— start of TASK MATERIAL —
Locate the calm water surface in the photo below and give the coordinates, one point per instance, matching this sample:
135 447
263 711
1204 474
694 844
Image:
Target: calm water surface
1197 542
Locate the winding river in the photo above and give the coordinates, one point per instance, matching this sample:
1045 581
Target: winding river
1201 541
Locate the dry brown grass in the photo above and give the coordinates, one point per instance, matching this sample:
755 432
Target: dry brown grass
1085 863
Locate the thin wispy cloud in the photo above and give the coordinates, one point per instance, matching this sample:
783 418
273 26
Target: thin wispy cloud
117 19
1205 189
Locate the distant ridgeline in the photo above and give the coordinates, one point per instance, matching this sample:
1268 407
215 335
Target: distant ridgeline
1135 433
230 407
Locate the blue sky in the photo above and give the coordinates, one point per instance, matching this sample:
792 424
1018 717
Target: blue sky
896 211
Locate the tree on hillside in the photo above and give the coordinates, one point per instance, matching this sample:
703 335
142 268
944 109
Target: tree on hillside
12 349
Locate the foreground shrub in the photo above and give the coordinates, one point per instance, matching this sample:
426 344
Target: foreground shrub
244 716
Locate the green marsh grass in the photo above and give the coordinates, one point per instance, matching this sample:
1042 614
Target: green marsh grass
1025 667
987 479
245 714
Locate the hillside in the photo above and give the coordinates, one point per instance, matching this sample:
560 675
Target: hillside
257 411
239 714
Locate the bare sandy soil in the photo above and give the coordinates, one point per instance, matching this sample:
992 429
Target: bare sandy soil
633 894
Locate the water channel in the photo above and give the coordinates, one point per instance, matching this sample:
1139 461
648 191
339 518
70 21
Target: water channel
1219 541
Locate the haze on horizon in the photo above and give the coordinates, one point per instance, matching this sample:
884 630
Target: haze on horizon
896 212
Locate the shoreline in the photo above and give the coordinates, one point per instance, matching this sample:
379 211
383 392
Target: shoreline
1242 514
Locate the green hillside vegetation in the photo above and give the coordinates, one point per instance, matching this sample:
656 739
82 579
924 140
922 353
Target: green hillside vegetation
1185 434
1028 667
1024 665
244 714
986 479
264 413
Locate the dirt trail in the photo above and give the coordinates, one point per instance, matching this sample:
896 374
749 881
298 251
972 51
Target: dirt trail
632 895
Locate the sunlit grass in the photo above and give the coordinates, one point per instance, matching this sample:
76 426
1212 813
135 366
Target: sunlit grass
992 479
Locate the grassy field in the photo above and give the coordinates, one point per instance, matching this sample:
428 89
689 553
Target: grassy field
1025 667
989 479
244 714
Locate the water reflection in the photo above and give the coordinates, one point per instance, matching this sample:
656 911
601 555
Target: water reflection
— end of TASK MATERIAL —
• **TASK BRIEF**: Retype every entry word for word.

• **ANSWER**:
Locate the calm water surface in the photo below and give the coordinates, one point per instance, matching this sample:
135 447
263 711
1204 474
694 844
Image:
Target: calm water surface
1197 542
Locate the winding river in the photo above and give the coordinates, one point per instance, matching this sample:
1045 581
Target: winding river
1201 541
Locate the dry brown grass in the photo above and give the coordinates, one point per instance, matching this sample:
755 432
Target: dry brown grass
1085 863
Locate the thin wispy cloud in the photo above and give the coordinates, one point per instance, matching this sample:
783 418
273 26
Target: thin wispy cloud
117 19
1205 189
Locate the distant ridgeline in the photo above and give the coordinates, one point per instance, matching this sample:
1268 407
215 335
Target: distant ridgeline
1135 433
230 407
Locate the blue sky in the photo above and give the coordinates, one point per instance, matching this sample:
792 424
1018 717
Target: blue sky
896 211
Locate the tree on hillside in the photo above and give the coordinates, one point per instance, matching this sample:
703 335
142 268
944 109
Target: tree on hillside
12 349
Locate the foreground shrub in the photo above and give the coordinates, one point per instance, matching this sample:
426 344
Target: foreground shrub
244 716
Locate the green marsh grass in the photo above and give the coordinates, one point per instance, matching this sample:
1042 614
Target: green marsh grass
1025 667
987 479
245 714
Locate the hillside in the photo above and give the coordinates, one point per instance, matching this sample:
560 675
Target: hillside
257 411
239 714
Locate the bare sandy soil in the photo above and give the coordinates, one point per instance, matching this sample:
992 429
Target: bare sandy soil
633 894
Locate the water channel in the photo above and give the coordinates, one point per instance, matching this sample:
1139 461
648 191
339 518
70 21
Target: water channel
1219 541
Locate the haze on horizon in the photo above and give the coordinates, one point per instance, matching this sample:
884 630
Target: haze on horizon
896 212
Locate the shoreline in the photo above and give the coordinates, one point per instance, matching this sample:
379 211
383 392
Target: shoreline
1242 514
Locate the green hillside vegetation in the photo above and give the coordinates, one point per instance, matching this sample:
656 739
82 579
924 140
922 353
Target: green hillside vegetation
1185 434
1028 667
1024 665
244 714
986 479
264 413
Locate the dirt trail in the photo above and give the coordinates, one point per instance, matching this sample:
896 374
749 881
298 251
972 51
Target: dirt trail
632 895
Locate the sunlit grass in the photo above and give the coordinates, one point per instance, matching this sample:
76 426
1212 813
135 366
Target: sunlit grass
992 479
Locate the grassy field in the photo above and give the coordinates, one point per instance, matching this sample:
428 89
689 553
Target: grassy field
1025 667
989 479
244 714
Locate the water reflection in the photo above and give the coordinates, one point per instance, matching this sample:
656 911
601 555
Target: water reflection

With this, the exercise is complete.